Instructions to follow
If a record holds a picture, leave the picture out; return everything else exactly.

********

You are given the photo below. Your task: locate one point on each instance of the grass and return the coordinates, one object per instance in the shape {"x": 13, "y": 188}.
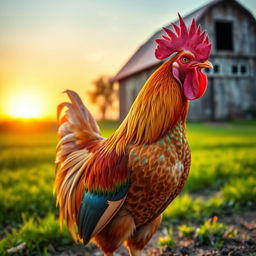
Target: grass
{"x": 222, "y": 179}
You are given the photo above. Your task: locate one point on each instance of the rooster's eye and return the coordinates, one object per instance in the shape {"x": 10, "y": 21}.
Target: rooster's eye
{"x": 185, "y": 60}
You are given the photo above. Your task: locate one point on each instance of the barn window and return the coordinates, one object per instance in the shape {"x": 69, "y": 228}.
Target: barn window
{"x": 216, "y": 68}
{"x": 234, "y": 69}
{"x": 243, "y": 69}
{"x": 224, "y": 36}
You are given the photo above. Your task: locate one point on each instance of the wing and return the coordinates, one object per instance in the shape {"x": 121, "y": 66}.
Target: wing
{"x": 91, "y": 182}
{"x": 106, "y": 185}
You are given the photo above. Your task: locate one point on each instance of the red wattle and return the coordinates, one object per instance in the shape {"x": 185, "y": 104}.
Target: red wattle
{"x": 195, "y": 84}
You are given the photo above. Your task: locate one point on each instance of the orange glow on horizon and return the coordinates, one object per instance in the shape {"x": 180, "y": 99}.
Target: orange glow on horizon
{"x": 25, "y": 105}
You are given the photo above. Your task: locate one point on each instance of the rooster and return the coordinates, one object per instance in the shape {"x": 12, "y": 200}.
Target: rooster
{"x": 113, "y": 191}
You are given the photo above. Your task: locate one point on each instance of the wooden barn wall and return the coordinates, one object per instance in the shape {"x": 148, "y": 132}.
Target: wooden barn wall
{"x": 228, "y": 95}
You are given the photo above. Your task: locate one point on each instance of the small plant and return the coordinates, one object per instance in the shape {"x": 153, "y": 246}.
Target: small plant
{"x": 231, "y": 233}
{"x": 211, "y": 232}
{"x": 186, "y": 231}
{"x": 167, "y": 241}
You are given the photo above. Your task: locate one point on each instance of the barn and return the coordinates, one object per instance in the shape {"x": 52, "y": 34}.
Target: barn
{"x": 231, "y": 90}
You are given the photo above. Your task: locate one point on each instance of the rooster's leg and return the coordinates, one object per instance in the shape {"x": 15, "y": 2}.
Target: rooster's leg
{"x": 142, "y": 236}
{"x": 115, "y": 233}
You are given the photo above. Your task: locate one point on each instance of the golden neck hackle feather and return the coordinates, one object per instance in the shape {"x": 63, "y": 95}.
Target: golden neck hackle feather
{"x": 159, "y": 105}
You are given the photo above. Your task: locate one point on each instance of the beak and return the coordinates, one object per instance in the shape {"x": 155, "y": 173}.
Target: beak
{"x": 205, "y": 64}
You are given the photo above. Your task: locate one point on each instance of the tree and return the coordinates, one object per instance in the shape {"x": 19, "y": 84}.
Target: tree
{"x": 103, "y": 94}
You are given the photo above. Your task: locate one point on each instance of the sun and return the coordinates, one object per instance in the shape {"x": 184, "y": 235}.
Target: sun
{"x": 25, "y": 105}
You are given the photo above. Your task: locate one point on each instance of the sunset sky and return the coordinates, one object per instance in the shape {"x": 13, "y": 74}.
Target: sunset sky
{"x": 51, "y": 45}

********

Result for this task
You are given the photo below. Your task: locate one point on each instance of the grass and return the coordinates, one object per instance in the shape {"x": 13, "y": 188}.
Target: grass
{"x": 222, "y": 179}
You are given the photo above. Your task: locate one point on each instance of the rooster's eye and return the coordinates, one object per instance in the shape {"x": 10, "y": 21}.
Target: rooster's eye
{"x": 185, "y": 60}
You are given the photo above. Your task: locate one point on each instance of the barn window and return the coordinates, one object per instance in the shape {"x": 69, "y": 228}.
Target: barn window
{"x": 216, "y": 68}
{"x": 234, "y": 69}
{"x": 243, "y": 69}
{"x": 224, "y": 36}
You are given the photo above. Your task: locate one point on each instance of the wing and return the coordinates, one object per instance in the shape {"x": 121, "y": 66}.
Target: wing
{"x": 91, "y": 182}
{"x": 106, "y": 185}
You are given the photo above. Your task: locate one point on each instance of the red wattle and return the coordinates, one object per instance in the shape {"x": 185, "y": 104}.
Target: red wattle
{"x": 195, "y": 84}
You are given the photo above. Your task: locate one point on each instance of the orange glow on horizon and return the coordinates, one object per instance in the shape {"x": 180, "y": 99}.
Target: orange glow on horizon
{"x": 25, "y": 105}
You are given the photo above. Your task: locate one point on each instance of the rooster and return the coordinates, one object per instance in the shape {"x": 12, "y": 200}.
Target: rooster
{"x": 113, "y": 191}
You are given the photo above. Your task: locate one point on each instance of the wooden barn wall and return the coordinates, one object per instance in the shape {"x": 148, "y": 132}.
Target: wooden barn wall
{"x": 228, "y": 95}
You are given the photo above. Your task: locate one point on each instance of the small plant and return the coordinates, one object per instance in the shape {"x": 153, "y": 246}.
Target: small plant
{"x": 231, "y": 233}
{"x": 211, "y": 232}
{"x": 186, "y": 231}
{"x": 167, "y": 241}
You are given the photo above. Your task: locate one point on each instance of the barn and return the coordinates, one object per instance in the shape {"x": 52, "y": 34}.
Target: barn
{"x": 231, "y": 90}
You are given the photo above. Your task: locate one point on each instance of the rooster's leg and return the coordinates, one object per instance in the shape {"x": 15, "y": 2}.
Target: rooster's leg
{"x": 142, "y": 236}
{"x": 115, "y": 233}
You are given the photo above. Your task: locate one point on each instance of the golden neck hackle feather and return the coordinates, one object per instance in the shape {"x": 63, "y": 95}.
Target: golden neck hackle feather
{"x": 159, "y": 105}
You are given the photo above. Your task: locate one point on each instance of the beak and return the coordinates, one object per instance in the shape {"x": 155, "y": 173}.
Target: beak
{"x": 205, "y": 64}
You are given the photo above. Your task: locate one point on each instance of the tree and return the coordinates, one object per instance in the shape {"x": 19, "y": 84}.
Target: tree
{"x": 103, "y": 94}
You are given the photo above. Your task: locate one point on each instance of the sun and return the coordinates, one object per instance in the shape {"x": 184, "y": 235}.
Target: sun
{"x": 25, "y": 105}
You are given the photo above. Your task: locate one point on each instance of the sunset sky and return the coordinates, one object per instance in the shape {"x": 13, "y": 74}.
Target: sunset sky
{"x": 51, "y": 45}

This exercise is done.